Set down each line of the data below exactly as it stands, dropping the pictures.

Point localization data:
^^^^^^^^^^^^^^^^

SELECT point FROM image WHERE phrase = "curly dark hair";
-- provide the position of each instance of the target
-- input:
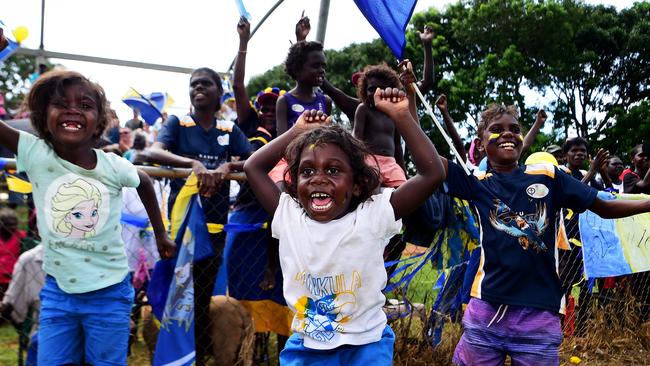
(297, 56)
(576, 141)
(366, 177)
(494, 111)
(383, 73)
(50, 86)
(215, 77)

^^^^^^^^^^^^^^^^

> **Answer section**
SELECT point FROM image WHERE phrase = "curly dark hair";
-- provide the position of each instance of the target
-- input:
(297, 56)
(576, 141)
(366, 177)
(494, 111)
(383, 73)
(50, 86)
(215, 77)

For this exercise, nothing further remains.